──────── Records for this exercise ────────

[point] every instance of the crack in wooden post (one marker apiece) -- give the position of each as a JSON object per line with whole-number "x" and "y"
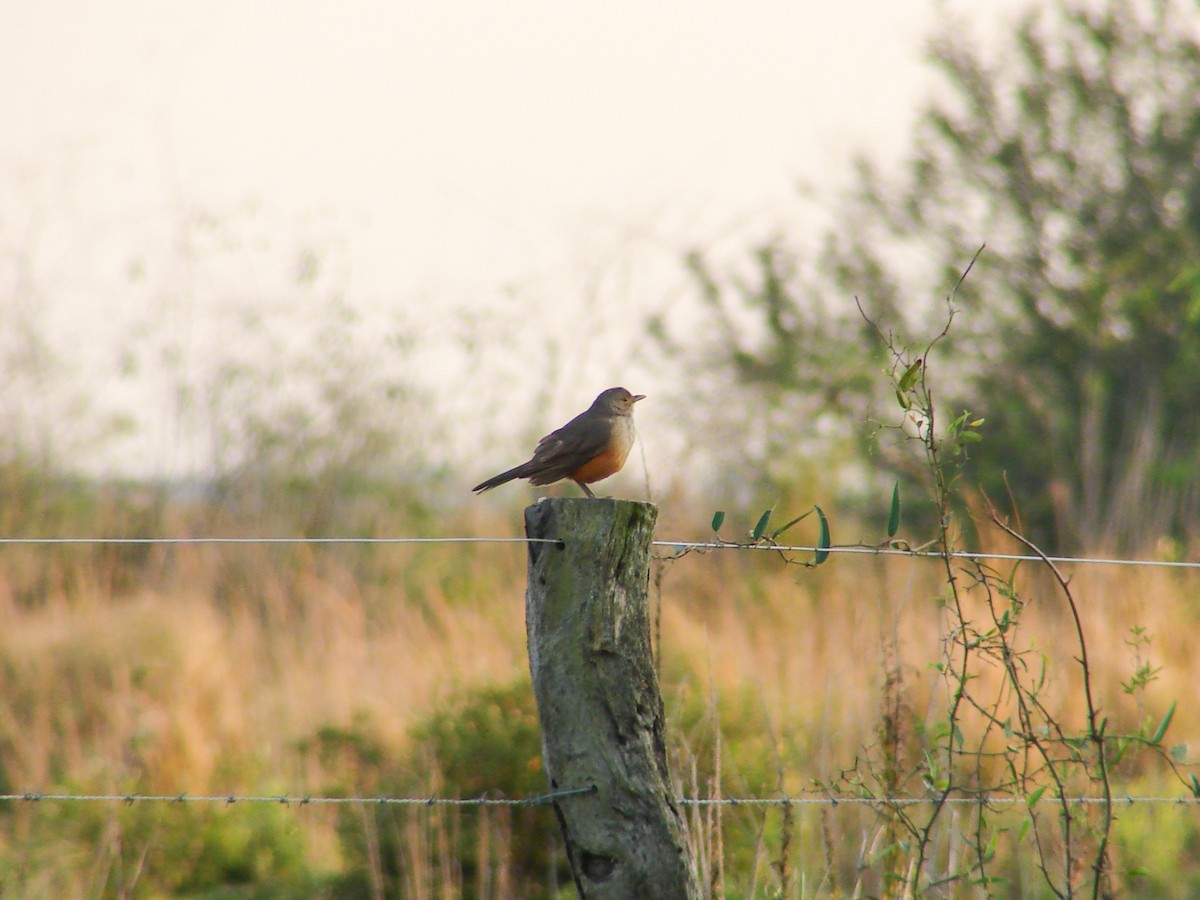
{"x": 588, "y": 623}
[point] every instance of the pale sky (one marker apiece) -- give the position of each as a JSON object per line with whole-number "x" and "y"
{"x": 456, "y": 155}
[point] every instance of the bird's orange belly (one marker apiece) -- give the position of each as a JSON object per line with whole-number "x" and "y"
{"x": 599, "y": 467}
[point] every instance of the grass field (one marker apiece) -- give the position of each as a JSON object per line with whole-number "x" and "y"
{"x": 401, "y": 671}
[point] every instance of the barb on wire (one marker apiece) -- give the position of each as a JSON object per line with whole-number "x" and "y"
{"x": 303, "y": 801}
{"x": 677, "y": 546}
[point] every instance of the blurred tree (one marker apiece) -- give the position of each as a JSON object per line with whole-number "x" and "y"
{"x": 1074, "y": 154}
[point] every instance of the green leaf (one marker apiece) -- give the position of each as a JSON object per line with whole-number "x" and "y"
{"x": 910, "y": 375}
{"x": 762, "y": 525}
{"x": 1163, "y": 725}
{"x": 798, "y": 519}
{"x": 822, "y": 539}
{"x": 894, "y": 514}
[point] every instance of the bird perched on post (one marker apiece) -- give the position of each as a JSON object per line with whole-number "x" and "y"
{"x": 589, "y": 448}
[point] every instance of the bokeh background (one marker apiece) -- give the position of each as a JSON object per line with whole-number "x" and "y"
{"x": 292, "y": 270}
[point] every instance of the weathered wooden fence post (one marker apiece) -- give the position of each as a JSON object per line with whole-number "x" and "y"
{"x": 587, "y": 616}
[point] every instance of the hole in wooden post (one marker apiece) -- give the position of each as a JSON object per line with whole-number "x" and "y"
{"x": 597, "y": 867}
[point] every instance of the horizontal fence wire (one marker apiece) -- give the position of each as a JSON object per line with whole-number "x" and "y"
{"x": 547, "y": 798}
{"x": 543, "y": 799}
{"x": 677, "y": 546}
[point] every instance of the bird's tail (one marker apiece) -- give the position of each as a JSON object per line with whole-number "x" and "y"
{"x": 502, "y": 479}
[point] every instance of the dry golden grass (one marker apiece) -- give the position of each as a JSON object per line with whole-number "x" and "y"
{"x": 205, "y": 669}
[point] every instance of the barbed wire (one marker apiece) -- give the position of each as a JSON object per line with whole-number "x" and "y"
{"x": 676, "y": 545}
{"x": 547, "y": 798}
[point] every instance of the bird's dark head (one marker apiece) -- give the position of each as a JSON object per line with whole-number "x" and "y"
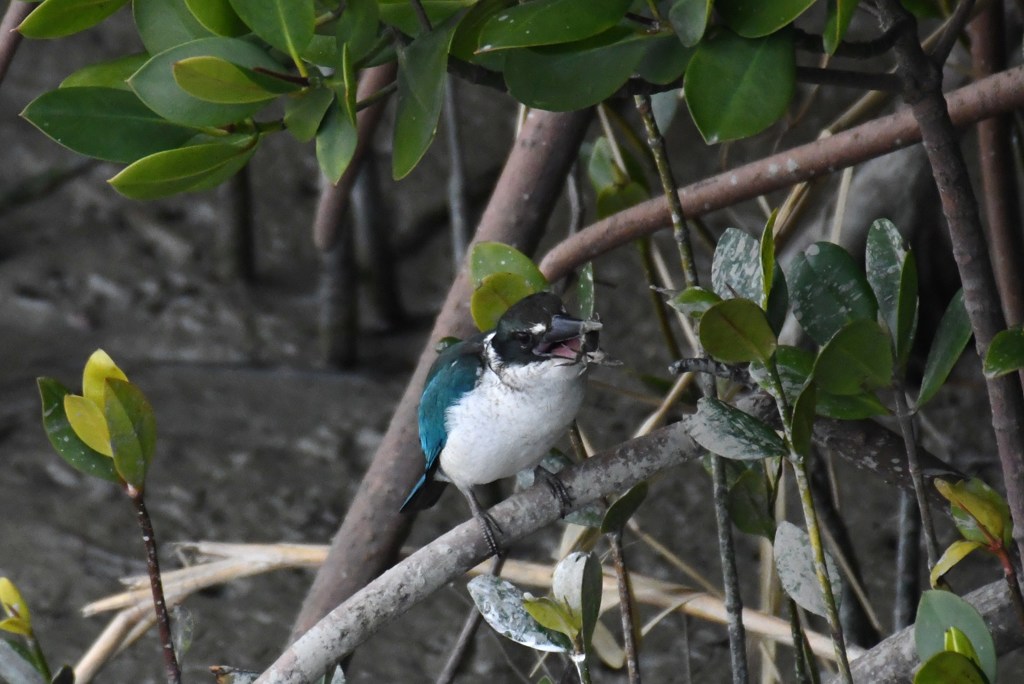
{"x": 538, "y": 328}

────────

Could you format everything from the line containing "[point] every instance of the dry" down to the last of these lines as a Markdown table with the columns Row and Entry, skipping blank lines and leaving the pictures out?

#### [Reply to the exercise]
| Row | Entry |
|---|---|
| 1 | [point] every instance of the dry golden grass (one marker apiece) -- give the position of each as a JSON object per line with whole-number "x" and "y" |
| 2 | {"x": 205, "y": 669} |
| 3 | [point] every instance of the barbed wire (one marker apiece) -- give the position of each as a JSON object per line with whole-number "x" and "y" |
| 4 | {"x": 676, "y": 545} |
| 5 | {"x": 547, "y": 798} |
| 6 | [point] every instance of the bird's dark head (one marker apiece) -- give the position of each as a JSON object per line with whole-number "x" and "y" |
| 7 | {"x": 538, "y": 328} |